▸ **Fragment**:
---
Witam,
nie dawno kupiłem samochód, jest to Laguna III GT i albo na początku nie zwróciłem na to uwagi..albo jakoś musiało się to odsłonić.
Otóż zauważyłem to przy czyszczeniu szwów kierownicy - ale ja tego raczej nie spowodowałem żadnym środkiem, bo nie psikałem kierownicy a jedynie szczoteczką delikatnie wcierałem w szwy.
Zauważyłem na dole kierownicy (gdzie raczej przynajmniej ja rąk nie trzymam) na miejscu łączenia skóry małą chropowatość, głupi stwierdziłem że przejadę to wilgotną mikrofibrą (niebieską) i tak jakby się jeszcze pogorszyło.. powstał na tym taki niebieskawo zielony nalot (chyba ze szmatki) i to miejsce jest teraz trochę szorstkie.
Zdziwiło mnie to bo cała reszta kierownicy jest ok - samochód co prawda ma 180 tys przebiegu ale jest całkiem fajnie zachowany. Wcześniej jakoś tego w ogóle nie zauważyłem, możliwe że przetarłem to jakoś i się odsłoniło. Nie jest to duże, ale trochę mnie to zdenerwowało bo pomyślałem że to ja coś zrobiłem...teraz staram się tego miejsca w ogóle nie dotykać żeby niczego nie pogorszyć.
---
▸ **Dostarczone rekordy**:

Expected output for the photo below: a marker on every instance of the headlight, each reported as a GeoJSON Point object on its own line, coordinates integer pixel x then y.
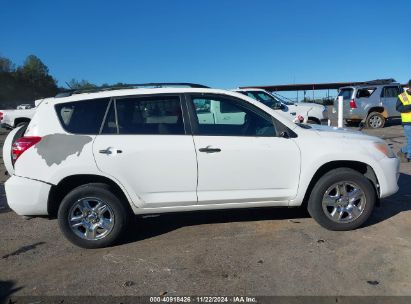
{"type": "Point", "coordinates": [384, 149]}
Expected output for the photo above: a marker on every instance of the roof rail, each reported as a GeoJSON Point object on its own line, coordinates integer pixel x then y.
{"type": "Point", "coordinates": [130, 86]}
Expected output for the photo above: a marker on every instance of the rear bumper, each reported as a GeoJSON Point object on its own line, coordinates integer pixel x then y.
{"type": "Point", "coordinates": [26, 196]}
{"type": "Point", "coordinates": [388, 175]}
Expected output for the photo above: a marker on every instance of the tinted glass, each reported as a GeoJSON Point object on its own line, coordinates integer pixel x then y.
{"type": "Point", "coordinates": [110, 125]}
{"type": "Point", "coordinates": [241, 120]}
{"type": "Point", "coordinates": [82, 117]}
{"type": "Point", "coordinates": [346, 93]}
{"type": "Point", "coordinates": [391, 92]}
{"type": "Point", "coordinates": [150, 115]}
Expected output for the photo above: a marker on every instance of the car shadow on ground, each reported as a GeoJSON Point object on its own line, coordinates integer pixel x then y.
{"type": "Point", "coordinates": [154, 226]}
{"type": "Point", "coordinates": [395, 204]}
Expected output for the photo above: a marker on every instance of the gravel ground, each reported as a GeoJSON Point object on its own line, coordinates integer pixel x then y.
{"type": "Point", "coordinates": [270, 251]}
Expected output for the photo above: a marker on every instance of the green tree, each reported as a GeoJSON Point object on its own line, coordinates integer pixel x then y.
{"type": "Point", "coordinates": [25, 84]}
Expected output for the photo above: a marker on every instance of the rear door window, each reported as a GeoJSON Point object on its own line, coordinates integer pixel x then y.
{"type": "Point", "coordinates": [346, 93]}
{"type": "Point", "coordinates": [391, 92]}
{"type": "Point", "coordinates": [239, 119]}
{"type": "Point", "coordinates": [82, 117]}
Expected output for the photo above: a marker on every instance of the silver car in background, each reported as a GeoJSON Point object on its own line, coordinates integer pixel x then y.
{"type": "Point", "coordinates": [372, 103]}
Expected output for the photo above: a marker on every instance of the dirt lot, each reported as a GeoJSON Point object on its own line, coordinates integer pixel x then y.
{"type": "Point", "coordinates": [250, 252]}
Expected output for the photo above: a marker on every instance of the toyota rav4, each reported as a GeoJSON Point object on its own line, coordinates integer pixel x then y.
{"type": "Point", "coordinates": [94, 159]}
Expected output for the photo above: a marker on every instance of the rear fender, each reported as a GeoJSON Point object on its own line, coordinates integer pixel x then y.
{"type": "Point", "coordinates": [10, 139]}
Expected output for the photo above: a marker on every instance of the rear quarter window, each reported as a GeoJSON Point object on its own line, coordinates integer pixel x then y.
{"type": "Point", "coordinates": [82, 117]}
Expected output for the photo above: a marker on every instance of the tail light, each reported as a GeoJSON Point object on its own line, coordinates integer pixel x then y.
{"type": "Point", "coordinates": [22, 144]}
{"type": "Point", "coordinates": [353, 105]}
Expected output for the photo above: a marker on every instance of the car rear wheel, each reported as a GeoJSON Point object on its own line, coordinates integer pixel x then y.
{"type": "Point", "coordinates": [375, 120]}
{"type": "Point", "coordinates": [343, 199]}
{"type": "Point", "coordinates": [91, 216]}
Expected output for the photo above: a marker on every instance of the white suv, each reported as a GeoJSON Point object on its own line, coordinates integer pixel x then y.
{"type": "Point", "coordinates": [94, 159]}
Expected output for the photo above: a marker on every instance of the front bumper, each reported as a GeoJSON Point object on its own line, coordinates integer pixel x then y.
{"type": "Point", "coordinates": [27, 196]}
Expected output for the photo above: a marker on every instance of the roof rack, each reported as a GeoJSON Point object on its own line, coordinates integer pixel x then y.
{"type": "Point", "coordinates": [130, 86]}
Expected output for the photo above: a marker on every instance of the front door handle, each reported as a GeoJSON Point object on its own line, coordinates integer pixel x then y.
{"type": "Point", "coordinates": [106, 151]}
{"type": "Point", "coordinates": [208, 149]}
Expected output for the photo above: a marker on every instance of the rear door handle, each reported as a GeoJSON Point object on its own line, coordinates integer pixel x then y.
{"type": "Point", "coordinates": [208, 149]}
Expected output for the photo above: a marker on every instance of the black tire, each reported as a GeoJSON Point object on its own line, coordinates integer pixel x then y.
{"type": "Point", "coordinates": [315, 202]}
{"type": "Point", "coordinates": [375, 120]}
{"type": "Point", "coordinates": [120, 211]}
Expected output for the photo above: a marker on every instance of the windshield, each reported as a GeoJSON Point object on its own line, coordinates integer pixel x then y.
{"type": "Point", "coordinates": [265, 98]}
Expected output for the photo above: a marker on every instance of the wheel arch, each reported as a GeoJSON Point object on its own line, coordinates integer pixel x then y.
{"type": "Point", "coordinates": [20, 120]}
{"type": "Point", "coordinates": [358, 166]}
{"type": "Point", "coordinates": [59, 191]}
{"type": "Point", "coordinates": [315, 119]}
{"type": "Point", "coordinates": [378, 109]}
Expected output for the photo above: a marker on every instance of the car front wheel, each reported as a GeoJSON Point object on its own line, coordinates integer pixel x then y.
{"type": "Point", "coordinates": [342, 199]}
{"type": "Point", "coordinates": [91, 216]}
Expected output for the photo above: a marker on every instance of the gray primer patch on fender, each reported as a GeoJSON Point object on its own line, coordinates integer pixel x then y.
{"type": "Point", "coordinates": [55, 148]}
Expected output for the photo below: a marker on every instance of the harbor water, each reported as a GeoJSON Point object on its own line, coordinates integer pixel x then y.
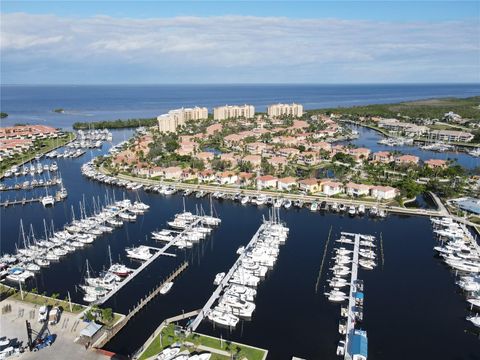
---
▸ **Zadania pisemne**:
**a.** Przedstaw w formie krótkiej listy akapit fragmentu zaczynający się od słów „Zauważyłem na dole kierownicy”, zachowując jego najważniejsze fakty.
**b.** Przekształć rekordy w tabelę Markdown z kolumnami „Nr” i „Wiersz”. Zacznij od wiersza zawierającego „of the wheel”, zakończ na ostatnim wierszu rekordów, a puste wiersze i obrazy pomiń.
Fragment i rekordy nie mają ze sobą żadnego związku.

▸ **Wyniki ćwiczenia**:
**a.**
- Na dole kierownicy, gdzie raczej nie trzyma się rąk, w miejscu łączenia skóry pojawiła się mała chropowatość.
- Przetarcie tego miejsca wilgotną niebieską mikrofibrą jeszcze pogorszyło sprawę.
- Powstał niebieskawo-zielony nalot, prawdopodobnie ze szmatki.
- To miejsce jest teraz trochę szorstkie.

**b.**
| Nr | Wiersz |
|---|---|
| 1 | Expected output for the photo above: a marker on every instance of the wheel arch, each reported as a GeoJSON Point object on its own line, coordinates integer pixel x then y. |
| 2 | {"type": "Point", "coordinates": [20, 120]} |
| 3 | {"type": "Point", "coordinates": [358, 166]} |
| 4 | {"type": "Point", "coordinates": [59, 191]} |
| 5 | {"type": "Point", "coordinates": [315, 119]} |
| 6 | {"type": "Point", "coordinates": [378, 109]} |
| 7 | Expected output for the photo above: a marker on every instance of the car front wheel, each reported as a GeoJSON Point object on its own line, coordinates integer pixel x then y. |
| 8 | {"type": "Point", "coordinates": [342, 199]} |
| 9 | {"type": "Point", "coordinates": [91, 216]} |
| 10 | Expected output for the photo above: a marker on every instance of the gray primer patch on fender, each reported as a GeoJSON Point object on its own line, coordinates integer pixel x then y. |
| 11 | {"type": "Point", "coordinates": [55, 148]} |
| 12 | Expected output for the photo below: a marker on every instance of the harbor water, each reported as a GeoJSON Point object on its own line, coordinates integer pixel x then y. |